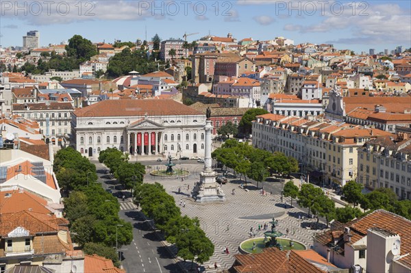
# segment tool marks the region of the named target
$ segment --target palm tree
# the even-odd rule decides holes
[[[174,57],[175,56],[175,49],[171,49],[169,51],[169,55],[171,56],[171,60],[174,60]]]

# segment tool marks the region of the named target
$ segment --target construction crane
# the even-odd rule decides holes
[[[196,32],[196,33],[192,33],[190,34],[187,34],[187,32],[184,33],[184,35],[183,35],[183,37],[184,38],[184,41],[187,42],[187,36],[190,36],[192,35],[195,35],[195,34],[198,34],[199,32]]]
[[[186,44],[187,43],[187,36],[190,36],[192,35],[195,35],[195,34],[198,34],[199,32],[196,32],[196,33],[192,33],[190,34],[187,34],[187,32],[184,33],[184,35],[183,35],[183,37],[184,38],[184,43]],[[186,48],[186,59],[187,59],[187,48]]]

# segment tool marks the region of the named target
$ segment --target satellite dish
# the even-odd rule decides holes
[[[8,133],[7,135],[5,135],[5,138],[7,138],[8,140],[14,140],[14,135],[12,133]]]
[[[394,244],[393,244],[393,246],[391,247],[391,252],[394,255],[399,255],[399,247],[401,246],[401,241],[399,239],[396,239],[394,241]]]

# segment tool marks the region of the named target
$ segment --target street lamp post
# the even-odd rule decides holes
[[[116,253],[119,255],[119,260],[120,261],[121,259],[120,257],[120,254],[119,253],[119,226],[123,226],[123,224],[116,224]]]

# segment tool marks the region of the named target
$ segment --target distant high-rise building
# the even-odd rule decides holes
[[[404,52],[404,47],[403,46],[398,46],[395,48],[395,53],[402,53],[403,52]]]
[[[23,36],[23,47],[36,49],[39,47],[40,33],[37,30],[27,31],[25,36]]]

────────────────────

Written request: Rewrite the whole listing above with every "--target" renamed to "--object" and nothing else changed, leaving the pictures out.

Answer to this problem:
# segment tool marks the region of the named target
$ segment --object palm tree
# the even-odd rule decides holes
[[[174,57],[175,56],[175,49],[171,49],[169,51],[169,55],[171,56],[171,60],[174,60]]]

# segment tool marks the region of the named target
$ segment --object construction crane
# the even-odd rule decides holes
[[[196,32],[196,33],[192,33],[190,34],[187,34],[187,32],[184,33],[184,35],[183,35],[183,37],[184,38],[184,41],[187,42],[187,36],[190,36],[192,35],[195,35],[195,34],[198,34],[199,32]]]
[[[186,44],[187,43],[187,36],[190,36],[192,35],[195,35],[195,34],[198,34],[199,32],[196,32],[196,33],[192,33],[190,34],[187,34],[187,32],[184,33],[184,35],[183,35],[183,37],[184,38],[184,43]],[[186,48],[186,59],[187,59],[187,48]]]

# segment tool marks the region of the named target
$ segment --object satellite dish
# the even-odd rule decides holes
[[[8,133],[7,135],[5,135],[5,138],[7,138],[8,140],[14,140],[14,135],[12,133]]]
[[[394,244],[393,244],[393,246],[391,247],[391,252],[394,255],[399,255],[399,247],[401,246],[401,241],[399,239],[396,239],[394,241]]]

# segment tool marks the region of the named target
$ segment --object street lamp post
# the even-odd rule decides holes
[[[116,253],[119,255],[119,260],[120,261],[121,259],[120,257],[120,254],[119,253],[119,226],[123,226],[123,224],[116,224]]]

# segment tool marks the region of the named target
$ segment --object distant high-rise building
# the even-odd rule decides holes
[[[404,52],[404,47],[403,46],[398,46],[395,48],[395,53],[402,53],[403,52]]]
[[[23,36],[23,47],[36,49],[39,47],[40,33],[37,30],[27,31],[25,36]]]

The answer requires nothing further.